Text section ▸
──────────

The next thing to catch the eye is the pale journal paper. When the cover is shown small, it’s hard to make out that this is paper. It simply looks like a mottled surface. But when the cover is enlarged, faded handwriting can be made out—plus a water stain at the lower right.

If the handwriting were about twice its current strength, it still would look faded, but it would be able to be discerned no matter how small the cover might be viewed. Any enlargement, though, should not be at the expense of the legibility of the subtitle or author name, each of which should be fine if revised as suggested below.

Typography: What immediately catches the eye is the elegant presentation of the title. The font is Corvinus, which was released in 1934, making it perfect for this World War II story. It not only hearkens back to the period, but it actually was from the period.

If anything, I would like to see the title a little brighter. The font is a tricky one, with dark and light elements abutting one another, with the light elements appearing wider than the dark even though they’re not. The words have a subdued feel, and the light elements are a little difficult to make out against the beige journal page.

One way around this would be to leave the text as it is and lighten up the page, bringing it a third of the way from what it is to the white that it presumably once was. Another way would be to remove some of the gray in the light green elements of the letters, making them greener.

The subtitle, “A World War II Novel,” tells us two things: this is a novel, and it’s a novel based in a particular historical period. Of course, we likely would surmise that already, having seen the bomber even before taking in the title. The only fault of the subtitle is its size. If the font came in a condensed variant, I would use it instead; that would allow the text to be boosted by a few points.

The same font is used for the author name as for the subtitle. Note that the letters are kerned widely, a common technique that works especially well on period pieces, as here. But here the wide kerning ends up counterproductive because the added width prevents the author name from being as large as it should be.

If the letters were kerned normally, and if the text were allowed to extend slightly further to the right than it now does (but not to the very edge of the journal paper), the author name could be considerably larger. It would give the author more credit, and it would balance out the title somewhat. As it stands, the author name and subtitle seem scrunched by the title.

Overall: This is a fine, professional-looking cover. Not only is each element appropriate to the story and period, but each, clearly, has been crafted with care.

The changes I propose are minor. They would change this from a cover that pleases any viewer to one to which viewers would say “Ahh!” If the average self-published book had a cover this nicely done, self-publishing as a whole would have its reputation raised considerably.

Case Study 73

Title: Storm Coming

Author: Jack W. Lewis

Designer: Jack W. Lewis

Genre: Historical fiction

Graphics: The story takes place during the Civil War in the part of Virginia that would become the new state of West Virginia. Is it clear, at first glance, that this is a Civil War book? Not really.

The illustration is indistinct. Its provenance isn’t given in the credits. It appears to be a watercolor and may look fine when seen full size, but at cover size (even a large cover size) its lines are blurry and its colors are muddy. The lack of distinction is enough that this could be a Union soldier, or he could be a soldier in the Franco-Prussian War of 1870. It’s hard to tell.

The rider and horse are at rest. There is no motion in the image and nothing to suggest it is wartime. The same posture of rider and mount could be from a time of peace. Nothing in the background suggests battle either, but then the background is so blurred that it really suggests nothing much at all.

One might expect that the image would relate to the book’s title, Storm Coming, but, if anything, the sky appears calm. There are no roiling clouds or anything else to give a sense of impending troubles.

──────────

Given request a ▸
Find each line in the records below that contains the word "background" and copy those lines. Matches must have the same case.

──────────

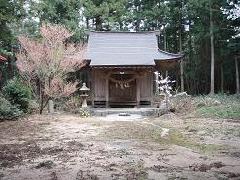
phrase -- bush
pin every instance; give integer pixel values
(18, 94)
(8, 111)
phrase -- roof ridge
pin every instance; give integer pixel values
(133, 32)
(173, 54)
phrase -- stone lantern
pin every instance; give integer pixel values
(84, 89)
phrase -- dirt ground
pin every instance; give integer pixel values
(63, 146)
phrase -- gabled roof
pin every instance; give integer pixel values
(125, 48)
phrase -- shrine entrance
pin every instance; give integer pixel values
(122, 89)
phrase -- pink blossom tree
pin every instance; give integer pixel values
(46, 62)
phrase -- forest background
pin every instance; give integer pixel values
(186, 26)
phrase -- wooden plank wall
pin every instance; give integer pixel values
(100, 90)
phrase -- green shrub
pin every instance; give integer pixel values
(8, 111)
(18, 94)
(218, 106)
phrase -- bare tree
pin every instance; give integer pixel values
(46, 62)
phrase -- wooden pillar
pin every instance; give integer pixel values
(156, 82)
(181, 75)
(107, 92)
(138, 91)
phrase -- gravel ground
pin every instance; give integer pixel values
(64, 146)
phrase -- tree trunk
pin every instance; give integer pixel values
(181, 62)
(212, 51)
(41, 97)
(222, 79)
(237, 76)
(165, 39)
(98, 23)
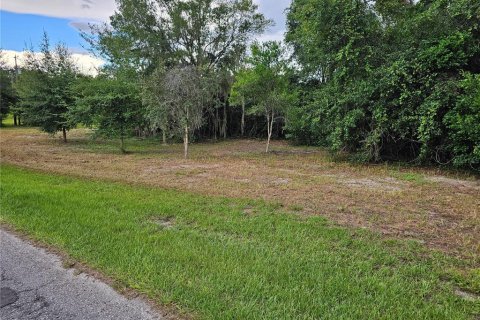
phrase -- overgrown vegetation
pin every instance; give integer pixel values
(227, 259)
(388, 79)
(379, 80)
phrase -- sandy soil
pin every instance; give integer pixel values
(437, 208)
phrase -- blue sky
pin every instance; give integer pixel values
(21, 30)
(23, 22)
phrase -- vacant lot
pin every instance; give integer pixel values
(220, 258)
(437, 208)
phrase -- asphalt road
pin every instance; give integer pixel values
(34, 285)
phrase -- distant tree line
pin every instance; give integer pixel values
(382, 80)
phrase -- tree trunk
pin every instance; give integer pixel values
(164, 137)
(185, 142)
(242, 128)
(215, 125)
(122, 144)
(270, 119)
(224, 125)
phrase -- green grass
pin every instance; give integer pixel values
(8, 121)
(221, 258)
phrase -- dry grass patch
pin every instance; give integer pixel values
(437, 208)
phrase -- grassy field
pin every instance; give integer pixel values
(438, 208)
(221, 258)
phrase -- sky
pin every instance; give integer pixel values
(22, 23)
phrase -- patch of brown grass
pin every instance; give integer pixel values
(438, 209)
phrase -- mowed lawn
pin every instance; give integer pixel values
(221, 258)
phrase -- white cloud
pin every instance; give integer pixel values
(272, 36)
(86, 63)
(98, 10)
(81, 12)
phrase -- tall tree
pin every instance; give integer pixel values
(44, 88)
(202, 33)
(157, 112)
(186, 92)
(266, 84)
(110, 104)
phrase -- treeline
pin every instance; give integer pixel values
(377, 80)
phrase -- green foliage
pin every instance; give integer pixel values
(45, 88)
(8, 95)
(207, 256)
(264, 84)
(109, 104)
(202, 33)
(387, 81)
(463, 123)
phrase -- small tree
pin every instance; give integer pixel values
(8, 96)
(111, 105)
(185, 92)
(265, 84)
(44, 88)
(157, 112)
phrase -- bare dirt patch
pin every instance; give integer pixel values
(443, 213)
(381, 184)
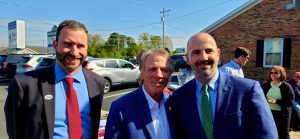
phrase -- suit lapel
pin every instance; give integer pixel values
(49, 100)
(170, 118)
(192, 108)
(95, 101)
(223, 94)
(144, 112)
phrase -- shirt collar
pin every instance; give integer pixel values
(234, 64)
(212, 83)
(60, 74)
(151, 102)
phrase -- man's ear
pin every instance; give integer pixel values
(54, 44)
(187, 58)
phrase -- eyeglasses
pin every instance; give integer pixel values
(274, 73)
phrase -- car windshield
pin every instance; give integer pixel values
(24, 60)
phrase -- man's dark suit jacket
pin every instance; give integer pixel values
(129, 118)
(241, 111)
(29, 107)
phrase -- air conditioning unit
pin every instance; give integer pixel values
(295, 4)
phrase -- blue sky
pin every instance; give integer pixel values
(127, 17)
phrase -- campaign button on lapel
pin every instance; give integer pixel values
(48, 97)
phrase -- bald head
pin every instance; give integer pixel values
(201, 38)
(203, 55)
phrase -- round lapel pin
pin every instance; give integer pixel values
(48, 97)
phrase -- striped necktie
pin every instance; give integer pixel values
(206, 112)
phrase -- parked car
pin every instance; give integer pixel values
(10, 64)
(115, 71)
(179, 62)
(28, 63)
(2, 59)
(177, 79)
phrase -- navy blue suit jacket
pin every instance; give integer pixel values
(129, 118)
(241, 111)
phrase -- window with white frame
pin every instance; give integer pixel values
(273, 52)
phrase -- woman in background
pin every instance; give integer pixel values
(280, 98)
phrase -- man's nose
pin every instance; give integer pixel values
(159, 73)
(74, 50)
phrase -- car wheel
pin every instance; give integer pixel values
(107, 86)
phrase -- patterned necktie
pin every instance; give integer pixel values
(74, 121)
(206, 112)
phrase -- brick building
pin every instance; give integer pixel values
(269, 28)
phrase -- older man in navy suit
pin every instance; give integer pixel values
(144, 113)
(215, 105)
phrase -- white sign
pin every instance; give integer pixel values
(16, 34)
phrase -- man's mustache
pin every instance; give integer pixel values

──────────

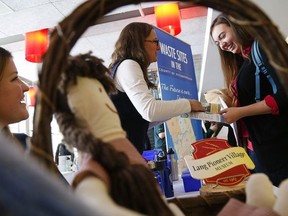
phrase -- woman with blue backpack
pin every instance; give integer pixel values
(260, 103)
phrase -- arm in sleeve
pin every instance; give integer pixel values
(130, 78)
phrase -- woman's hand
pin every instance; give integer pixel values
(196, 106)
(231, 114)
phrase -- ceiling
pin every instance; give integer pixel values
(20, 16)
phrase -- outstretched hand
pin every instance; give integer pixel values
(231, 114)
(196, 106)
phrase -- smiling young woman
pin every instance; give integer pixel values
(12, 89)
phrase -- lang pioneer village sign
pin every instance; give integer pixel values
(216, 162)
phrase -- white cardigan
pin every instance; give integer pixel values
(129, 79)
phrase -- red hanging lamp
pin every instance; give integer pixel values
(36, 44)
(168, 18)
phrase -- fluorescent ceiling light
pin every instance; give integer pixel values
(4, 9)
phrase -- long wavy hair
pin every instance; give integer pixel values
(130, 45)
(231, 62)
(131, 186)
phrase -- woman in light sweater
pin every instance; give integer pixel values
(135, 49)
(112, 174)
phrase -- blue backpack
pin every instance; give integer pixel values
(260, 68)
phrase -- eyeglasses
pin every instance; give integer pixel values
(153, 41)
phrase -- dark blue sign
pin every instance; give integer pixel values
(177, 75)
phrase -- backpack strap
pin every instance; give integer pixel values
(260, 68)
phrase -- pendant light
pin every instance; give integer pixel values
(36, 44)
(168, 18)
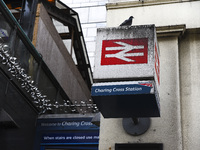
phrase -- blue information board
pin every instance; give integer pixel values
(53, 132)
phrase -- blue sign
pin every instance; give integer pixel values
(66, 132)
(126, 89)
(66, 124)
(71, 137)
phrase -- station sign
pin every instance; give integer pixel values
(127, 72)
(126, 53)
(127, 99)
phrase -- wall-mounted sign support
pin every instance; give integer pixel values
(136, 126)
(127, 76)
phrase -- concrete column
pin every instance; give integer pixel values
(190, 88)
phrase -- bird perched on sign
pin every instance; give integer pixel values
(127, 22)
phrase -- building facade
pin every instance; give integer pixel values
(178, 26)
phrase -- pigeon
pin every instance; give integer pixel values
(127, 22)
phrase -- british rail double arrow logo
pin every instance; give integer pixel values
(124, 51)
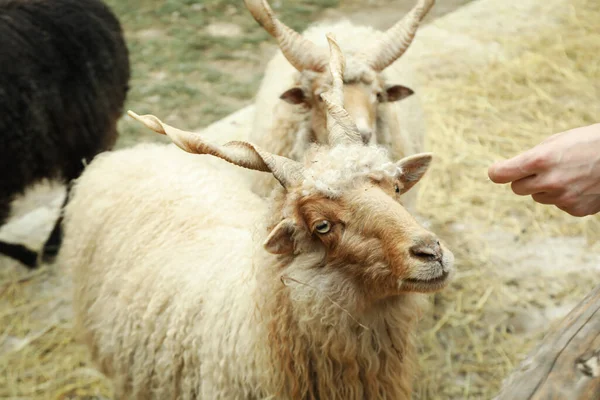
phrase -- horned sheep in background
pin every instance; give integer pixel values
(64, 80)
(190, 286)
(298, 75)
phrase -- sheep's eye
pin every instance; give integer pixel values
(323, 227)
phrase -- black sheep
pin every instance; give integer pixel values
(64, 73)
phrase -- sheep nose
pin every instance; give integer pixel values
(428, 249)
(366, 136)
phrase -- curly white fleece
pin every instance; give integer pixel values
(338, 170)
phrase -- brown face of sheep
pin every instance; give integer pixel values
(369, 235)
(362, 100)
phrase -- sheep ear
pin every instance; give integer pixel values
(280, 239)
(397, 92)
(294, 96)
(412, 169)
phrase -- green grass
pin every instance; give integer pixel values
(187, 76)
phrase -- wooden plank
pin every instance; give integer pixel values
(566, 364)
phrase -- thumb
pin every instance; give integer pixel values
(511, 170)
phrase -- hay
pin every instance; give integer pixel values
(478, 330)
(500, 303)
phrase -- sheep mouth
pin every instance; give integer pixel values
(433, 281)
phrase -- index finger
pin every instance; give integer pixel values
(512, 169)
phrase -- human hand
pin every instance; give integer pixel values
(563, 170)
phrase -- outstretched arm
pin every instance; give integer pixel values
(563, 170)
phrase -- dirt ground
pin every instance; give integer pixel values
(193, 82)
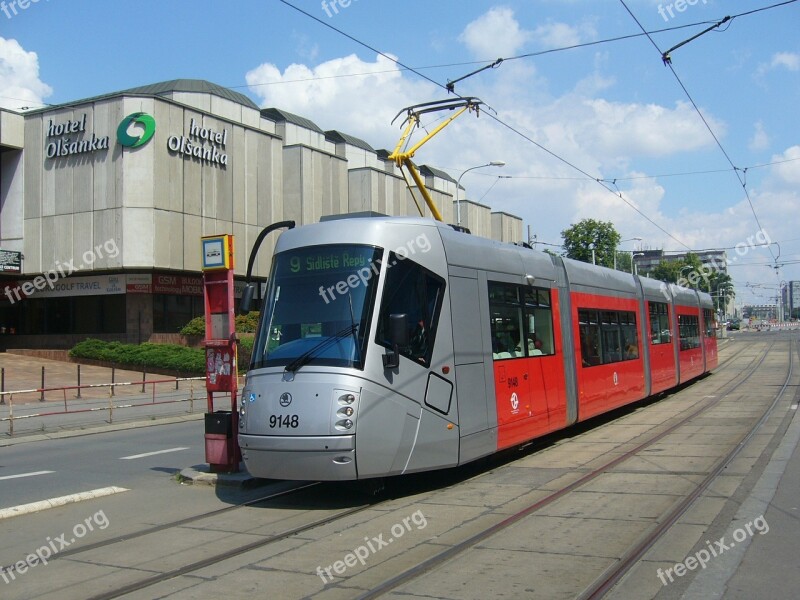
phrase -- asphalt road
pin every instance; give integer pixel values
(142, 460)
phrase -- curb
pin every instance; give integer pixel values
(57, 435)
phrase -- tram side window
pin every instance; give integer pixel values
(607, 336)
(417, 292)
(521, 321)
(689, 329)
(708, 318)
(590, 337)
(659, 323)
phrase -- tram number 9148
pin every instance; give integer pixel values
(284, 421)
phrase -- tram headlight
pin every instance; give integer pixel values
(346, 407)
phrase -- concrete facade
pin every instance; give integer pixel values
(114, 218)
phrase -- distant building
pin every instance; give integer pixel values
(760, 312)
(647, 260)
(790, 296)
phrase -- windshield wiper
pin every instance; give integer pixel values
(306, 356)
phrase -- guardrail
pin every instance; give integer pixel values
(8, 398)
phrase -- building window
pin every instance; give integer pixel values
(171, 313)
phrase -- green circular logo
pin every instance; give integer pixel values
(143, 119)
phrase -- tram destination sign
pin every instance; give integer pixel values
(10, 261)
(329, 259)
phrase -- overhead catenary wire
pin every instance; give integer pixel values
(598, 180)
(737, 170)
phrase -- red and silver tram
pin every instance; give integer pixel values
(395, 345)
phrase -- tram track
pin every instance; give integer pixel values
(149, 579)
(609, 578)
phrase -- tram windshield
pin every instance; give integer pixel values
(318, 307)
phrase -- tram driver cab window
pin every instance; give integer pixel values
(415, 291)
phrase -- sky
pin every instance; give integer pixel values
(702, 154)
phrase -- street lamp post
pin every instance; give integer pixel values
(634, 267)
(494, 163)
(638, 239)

──────────

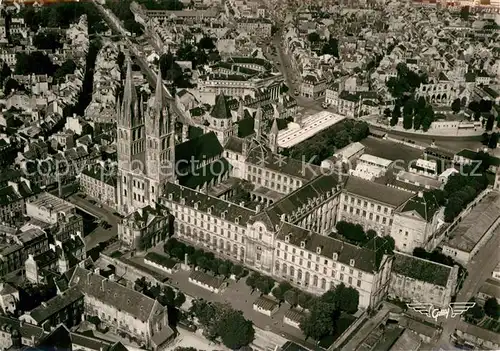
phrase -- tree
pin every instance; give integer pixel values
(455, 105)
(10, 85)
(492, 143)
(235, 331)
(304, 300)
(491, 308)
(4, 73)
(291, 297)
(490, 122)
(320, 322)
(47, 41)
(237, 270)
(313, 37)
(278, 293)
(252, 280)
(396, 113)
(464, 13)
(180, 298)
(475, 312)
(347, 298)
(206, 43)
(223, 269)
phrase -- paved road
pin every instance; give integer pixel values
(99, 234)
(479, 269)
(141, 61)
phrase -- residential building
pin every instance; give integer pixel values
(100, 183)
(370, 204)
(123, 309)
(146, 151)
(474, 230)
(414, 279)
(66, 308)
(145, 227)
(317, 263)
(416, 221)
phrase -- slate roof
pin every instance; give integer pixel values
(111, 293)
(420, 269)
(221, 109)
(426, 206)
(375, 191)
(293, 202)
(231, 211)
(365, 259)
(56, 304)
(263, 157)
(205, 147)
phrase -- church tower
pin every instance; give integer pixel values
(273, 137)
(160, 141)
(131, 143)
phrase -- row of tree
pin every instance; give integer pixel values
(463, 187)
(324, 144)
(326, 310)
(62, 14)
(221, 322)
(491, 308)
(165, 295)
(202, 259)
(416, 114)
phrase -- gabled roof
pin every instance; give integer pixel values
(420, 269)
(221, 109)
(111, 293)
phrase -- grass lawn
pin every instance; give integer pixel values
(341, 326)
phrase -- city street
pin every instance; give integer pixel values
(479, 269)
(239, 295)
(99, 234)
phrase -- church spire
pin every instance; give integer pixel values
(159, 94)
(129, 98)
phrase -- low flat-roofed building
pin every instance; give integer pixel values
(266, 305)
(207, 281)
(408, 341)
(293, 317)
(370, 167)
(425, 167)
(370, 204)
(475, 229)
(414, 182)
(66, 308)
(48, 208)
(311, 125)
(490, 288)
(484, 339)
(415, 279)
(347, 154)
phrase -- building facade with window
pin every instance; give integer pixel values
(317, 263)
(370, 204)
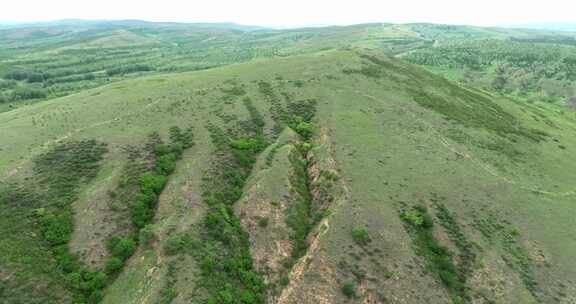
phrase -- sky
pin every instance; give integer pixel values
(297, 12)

──────────

Given request b ▸
According to the book cover critique, in what year was the Corvinus font released?

Reply a ▸
phrase -- forest background
phrase -- woman in background
phrase -- horned sheep in background

Reply b ▸
1934